Pflichtaufgabe A ▸ Nennen Sie sämtliche Bearbeitungsdauern, die der unten stehende Text über Genehmigungsfreistellung und Baugenehmigung angibt.
##### Text #####
Die Genehmigungsfreistellung ist eingeführt worden, um die genehmigenden Behörden zu entlasten und im Falle von Bebauungsplan die Möglichkeit zu schaffen die Gemeinden die Erlaubnis erteilen zu lassen, wenn der Antrag die Vorgaben des Bebauungsplan erfüllt. Das Risiko geht dabei aber auf den Bauherren über (Aufschiebung).

Ein weiterer Unterschied neben den Kosten ist die Bearbeitungsdauer. Genehmigungsfreistellung erfolgt in der Regel sehr kurzfristig, 1 Woche bis 4 Wochen, je nachdem wann der Bauausschuss der Gemeinde tagt. Baugenehmigung über die Behörde i.d.R. deutlich länger, im Großraum Nürnberg bspw. ca. 8 bis 12 Wochen, in München waren es letztes Jahr teilweise 8 bis 12 Monate (!!!).
Hoffe, das hilft Dir weiter. Viele Grüße
 
Zuletzt bearbeitet:
G

Geisti

Danke für Deine sehrausführliche Antwort!
Aber eines verstehe ich nicht:
Es gibt einen Bebauungsplan, halte ich mich an diesen, ist es also ein Freisteller.
Bedeutet das, ich kann theoretisch auch anders bauen, als es der Bebauungsplan vorgibt? Nur dann muss ich mir dafür die Genehmigung einholen, die mehr Geld kostet?
Ich dachte immer, man MUSS sich an den Bebauungsplan halten und dafür gibt es keine Ausnahmen.

Könnte ich dann zum Beispiel einfach anfragen, ob mein Dach auch eine 40 Grad Neigung haben darf, obwohl nur 28 bis 38 Grad erlaubt sind? Schließlich sieht ,an die 2 Grad mehr doch eh nicht, glaube ich zumindest.
 
M

Maria16

Sowas klärt man am besten vorab mit Gemeinde und Landratsamt. Uns wäre eine Verringerung der Dachneigung um 2 Grad nicht genehmigt worden, haben uns den Punkt also gleich gespart - wäre ja doof, ewig rumzuplanen und dann bei manchen Sachen wieder von vorne anfangen zu müssen.
#####
Pflichtaufgabe B ▸ Extrahieren Sie aus den nachfolgenden Zeilen jede, in der die Zeichenfolge „ceiling“ vorkommt. Groß- und Kleinschreibung ist dabei zu beachten.
##### Bereitgestelltes Material #####
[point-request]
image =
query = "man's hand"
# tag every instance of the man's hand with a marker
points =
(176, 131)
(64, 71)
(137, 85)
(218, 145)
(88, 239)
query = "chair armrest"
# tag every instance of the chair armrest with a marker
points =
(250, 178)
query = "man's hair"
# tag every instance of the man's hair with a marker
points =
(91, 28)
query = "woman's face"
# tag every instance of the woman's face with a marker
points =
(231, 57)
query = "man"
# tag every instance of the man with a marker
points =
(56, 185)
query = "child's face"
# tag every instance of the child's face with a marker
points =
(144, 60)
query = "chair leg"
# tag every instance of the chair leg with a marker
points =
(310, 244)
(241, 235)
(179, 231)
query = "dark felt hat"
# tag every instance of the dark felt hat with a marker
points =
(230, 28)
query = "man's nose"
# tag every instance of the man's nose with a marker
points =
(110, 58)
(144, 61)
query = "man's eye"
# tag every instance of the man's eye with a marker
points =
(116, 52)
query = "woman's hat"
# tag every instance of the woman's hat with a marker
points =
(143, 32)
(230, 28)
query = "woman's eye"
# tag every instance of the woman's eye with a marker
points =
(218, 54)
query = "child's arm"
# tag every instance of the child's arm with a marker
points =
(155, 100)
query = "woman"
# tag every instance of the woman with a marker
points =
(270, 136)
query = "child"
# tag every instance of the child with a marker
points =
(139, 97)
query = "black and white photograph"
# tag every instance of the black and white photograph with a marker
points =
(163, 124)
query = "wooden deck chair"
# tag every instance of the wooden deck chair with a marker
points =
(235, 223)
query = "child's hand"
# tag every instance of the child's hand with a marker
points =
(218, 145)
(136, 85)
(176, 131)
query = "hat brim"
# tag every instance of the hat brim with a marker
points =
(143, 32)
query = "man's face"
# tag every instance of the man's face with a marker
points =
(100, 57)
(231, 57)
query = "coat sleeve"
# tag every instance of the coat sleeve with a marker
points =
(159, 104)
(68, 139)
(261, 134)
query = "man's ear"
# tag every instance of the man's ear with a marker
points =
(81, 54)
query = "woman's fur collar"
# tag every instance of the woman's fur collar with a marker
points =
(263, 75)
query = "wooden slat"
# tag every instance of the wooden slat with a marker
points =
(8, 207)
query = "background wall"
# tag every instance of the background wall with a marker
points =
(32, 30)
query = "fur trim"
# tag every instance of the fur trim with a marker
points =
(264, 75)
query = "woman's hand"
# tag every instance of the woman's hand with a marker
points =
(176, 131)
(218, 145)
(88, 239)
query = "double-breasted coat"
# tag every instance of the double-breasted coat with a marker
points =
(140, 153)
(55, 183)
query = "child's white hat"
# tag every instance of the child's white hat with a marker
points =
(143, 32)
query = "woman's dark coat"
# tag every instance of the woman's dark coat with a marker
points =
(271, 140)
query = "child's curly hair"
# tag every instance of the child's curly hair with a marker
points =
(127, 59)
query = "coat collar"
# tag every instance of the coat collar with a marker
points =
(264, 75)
#####
##### Bereitgestelltes Material #####
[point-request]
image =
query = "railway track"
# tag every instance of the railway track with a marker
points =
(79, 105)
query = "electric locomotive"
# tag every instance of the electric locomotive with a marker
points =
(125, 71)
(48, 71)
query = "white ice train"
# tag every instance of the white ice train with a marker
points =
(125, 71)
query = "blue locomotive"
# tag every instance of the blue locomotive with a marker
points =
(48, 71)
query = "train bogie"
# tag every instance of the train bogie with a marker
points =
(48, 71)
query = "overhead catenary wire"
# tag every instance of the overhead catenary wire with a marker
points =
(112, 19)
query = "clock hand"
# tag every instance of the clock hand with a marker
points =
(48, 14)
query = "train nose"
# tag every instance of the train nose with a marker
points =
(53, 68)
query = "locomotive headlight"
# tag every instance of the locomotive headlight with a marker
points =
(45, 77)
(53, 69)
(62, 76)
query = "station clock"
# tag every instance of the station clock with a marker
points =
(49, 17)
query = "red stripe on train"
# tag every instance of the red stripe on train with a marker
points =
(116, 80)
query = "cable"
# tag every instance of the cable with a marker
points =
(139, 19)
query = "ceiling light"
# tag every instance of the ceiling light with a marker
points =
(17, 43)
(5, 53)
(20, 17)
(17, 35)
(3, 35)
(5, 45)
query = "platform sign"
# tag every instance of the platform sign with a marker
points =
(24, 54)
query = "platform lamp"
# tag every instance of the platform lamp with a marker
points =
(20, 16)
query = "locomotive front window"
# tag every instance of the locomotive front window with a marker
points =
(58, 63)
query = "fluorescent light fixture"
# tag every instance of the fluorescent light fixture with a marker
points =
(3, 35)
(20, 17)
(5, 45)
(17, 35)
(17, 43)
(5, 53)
#####
Vollständige Antwort A ▸
- 1 Woche bis 4 Wochen (Genehmigungsfreistellung, je nachdem, wann der Bauausschuss der Gemeinde tagt)
- ca. 8 bis 12 Wochen (Baugenehmigung über die Behörde im Großraum Nürnberg)
- teilweise 8 bis 12 Monate (Baugenehmigung in München im letzten Jahr)

Vollständige Antwort B ▸
query = "ceiling light"
# tag every instance of the ceiling light with a marker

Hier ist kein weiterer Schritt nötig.